= Text =

/---

Connected Health aims to maximize healthcare resources and provide increased, flexible opportunities for consumers to engage with clinicians and better self-manage their care. The model uses technology to deliver patient care outside of the hospital or doctor’s office.
Recent data collected by Pew Internet: Americans and their Gadgets suggest that 86% of U.S. residents own a mobile phone and this number is as high as 96% among Americans aged 18 to 29 years. And, according to a recent survey of 2,041 physicians by Manhattan Research, Albany Medical Center, an estimated 81% of physicians are using smartphones in 2011 (up from 72% in 2010).
Tech-savvy physicians have long been fans of mobile technology, even before it became as user-friendly as it is today. Many physicians adopted the Palm Pilot when it was the new device on the market. The BlackBerry was the first smartphone to reach widespread adoption rates in healthcare, with hospitals buying them in bulk and giving them to physicians. But the mobile devices available today have something to offer even the least tech-savvy physicians, mainly ease of use, which is why the market penetration has gone so deep, according to data from Albany Medical Center, which supports a growing trend of physicians using iPads.

\---

= Dataset =
/---

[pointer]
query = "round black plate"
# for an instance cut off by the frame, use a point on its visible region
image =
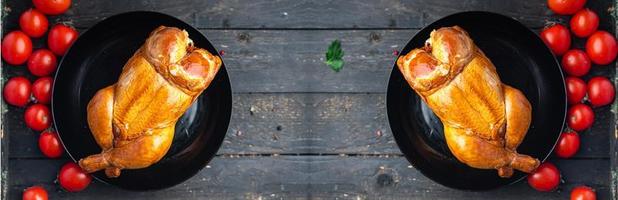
(522, 60)
(95, 61)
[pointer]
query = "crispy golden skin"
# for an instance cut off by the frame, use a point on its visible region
(133, 120)
(484, 119)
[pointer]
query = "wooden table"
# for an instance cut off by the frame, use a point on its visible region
(299, 130)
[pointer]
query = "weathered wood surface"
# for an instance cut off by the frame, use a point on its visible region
(323, 135)
(327, 177)
(327, 123)
(309, 14)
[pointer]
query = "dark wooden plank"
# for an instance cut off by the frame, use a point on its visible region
(297, 14)
(293, 61)
(319, 123)
(284, 177)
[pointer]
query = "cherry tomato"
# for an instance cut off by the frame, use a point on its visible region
(580, 117)
(566, 7)
(41, 90)
(52, 7)
(545, 178)
(49, 144)
(17, 91)
(568, 144)
(600, 91)
(60, 38)
(34, 193)
(42, 62)
(33, 23)
(557, 37)
(576, 89)
(575, 62)
(72, 178)
(583, 193)
(584, 23)
(601, 48)
(16, 48)
(37, 117)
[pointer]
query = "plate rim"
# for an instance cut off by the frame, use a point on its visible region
(228, 95)
(399, 138)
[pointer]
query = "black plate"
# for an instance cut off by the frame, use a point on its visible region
(522, 60)
(95, 61)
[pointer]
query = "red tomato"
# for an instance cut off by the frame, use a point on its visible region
(566, 7)
(576, 89)
(72, 178)
(34, 193)
(545, 178)
(42, 62)
(17, 91)
(33, 23)
(601, 48)
(600, 91)
(583, 193)
(52, 7)
(557, 37)
(568, 144)
(50, 145)
(37, 117)
(580, 117)
(41, 90)
(575, 62)
(16, 48)
(584, 23)
(60, 38)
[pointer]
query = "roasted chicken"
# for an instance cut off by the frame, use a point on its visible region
(484, 119)
(133, 120)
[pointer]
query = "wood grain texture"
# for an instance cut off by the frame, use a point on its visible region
(298, 14)
(310, 123)
(291, 108)
(316, 177)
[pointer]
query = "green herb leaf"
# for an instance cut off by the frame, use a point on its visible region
(334, 56)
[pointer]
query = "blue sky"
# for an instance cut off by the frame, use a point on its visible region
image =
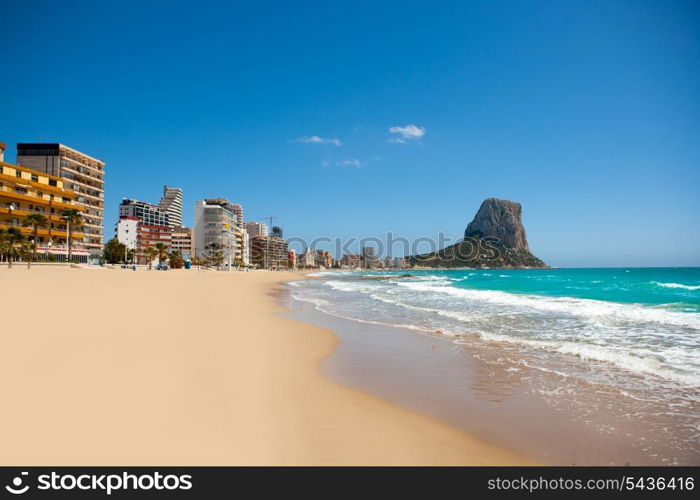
(587, 113)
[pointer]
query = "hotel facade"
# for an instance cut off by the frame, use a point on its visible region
(216, 232)
(171, 204)
(80, 173)
(137, 235)
(25, 191)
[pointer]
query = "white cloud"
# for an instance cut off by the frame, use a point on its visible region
(350, 162)
(407, 133)
(314, 139)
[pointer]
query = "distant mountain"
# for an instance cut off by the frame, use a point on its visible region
(494, 238)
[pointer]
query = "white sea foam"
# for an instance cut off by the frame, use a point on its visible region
(568, 305)
(677, 285)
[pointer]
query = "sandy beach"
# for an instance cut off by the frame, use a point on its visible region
(106, 367)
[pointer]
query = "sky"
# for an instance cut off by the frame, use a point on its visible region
(355, 119)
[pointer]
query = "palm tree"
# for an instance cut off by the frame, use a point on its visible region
(28, 250)
(3, 243)
(13, 236)
(150, 253)
(36, 221)
(73, 217)
(162, 249)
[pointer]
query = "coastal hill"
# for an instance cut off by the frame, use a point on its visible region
(494, 238)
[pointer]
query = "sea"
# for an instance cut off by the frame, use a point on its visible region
(573, 366)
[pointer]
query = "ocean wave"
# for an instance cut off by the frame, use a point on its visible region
(587, 308)
(618, 357)
(323, 306)
(677, 285)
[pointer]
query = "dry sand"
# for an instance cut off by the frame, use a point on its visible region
(107, 367)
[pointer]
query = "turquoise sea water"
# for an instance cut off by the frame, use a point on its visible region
(617, 339)
(673, 288)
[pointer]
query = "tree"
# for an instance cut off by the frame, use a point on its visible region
(176, 260)
(162, 249)
(28, 250)
(150, 253)
(73, 217)
(4, 243)
(114, 251)
(36, 221)
(11, 238)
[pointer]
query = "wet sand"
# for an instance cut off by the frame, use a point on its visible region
(108, 367)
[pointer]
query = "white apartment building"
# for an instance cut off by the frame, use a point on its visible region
(171, 203)
(82, 174)
(215, 232)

\---

= Activity =
Carry on the Connected Health text about physicians and mobile devices, starting after its final sentence.

= Result of this task =
Increasingly, doctors practicing in the U.S. are also putting aside pen and paper and sending prescriptions to pharmacies electronically, prompted by some $27 billion in government funds aimed at quickening the switch to electronic medical records. There are now 200,000 doctors using e-prescribing, or roughly one in three office-based doctors. In Massachusetts, one in three prescriptions is now written electronically, and 57% of doctors are sending prescriptions electronically with more doctors nationwide expected to switch to electronic prescriptions – which promises to help prevent medical errors caused by poor handwriting and harmful drug interactions.
Recently, the American Medical Association launched a complete cloud-based platform, through Amagine that will allow physicians to access clinical tools with a single sign-on to a Web-based platform.
Mobile and wireless technologies have become a routine part of care coordination with hospitals and doctors receiving and transmitting medical literature, prescriptions, consults with colleagues and more – creating connections that matter.